EXCERPTED DATA —

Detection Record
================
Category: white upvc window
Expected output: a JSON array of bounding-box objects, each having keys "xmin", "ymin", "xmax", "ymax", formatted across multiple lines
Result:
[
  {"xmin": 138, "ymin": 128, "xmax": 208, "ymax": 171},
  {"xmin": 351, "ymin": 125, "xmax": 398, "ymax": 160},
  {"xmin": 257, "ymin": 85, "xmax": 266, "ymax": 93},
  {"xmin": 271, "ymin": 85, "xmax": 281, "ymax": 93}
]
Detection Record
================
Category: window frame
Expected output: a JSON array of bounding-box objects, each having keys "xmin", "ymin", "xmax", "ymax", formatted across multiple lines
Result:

DESCRIPTION OF THE TASK —
Go through the listing above and reproduce all of it exactly.

RESULT OF THE TASK —
Detection Record
================
Category: white upvc window
Expected output: a JSON array of bounding-box objects, each having keys "xmin", "ymin", "xmax", "ymax", formatted across multiple lines
Result:
[
  {"xmin": 138, "ymin": 128, "xmax": 208, "ymax": 171},
  {"xmin": 351, "ymin": 125, "xmax": 398, "ymax": 160},
  {"xmin": 257, "ymin": 85, "xmax": 266, "ymax": 93},
  {"xmin": 271, "ymin": 85, "xmax": 281, "ymax": 93}
]
Detection Record
================
Category: window frame
Expected output: a JSON array of bounding-box objects, each having keys "xmin", "ymin", "xmax", "ymax", formatted across multiple lines
Result:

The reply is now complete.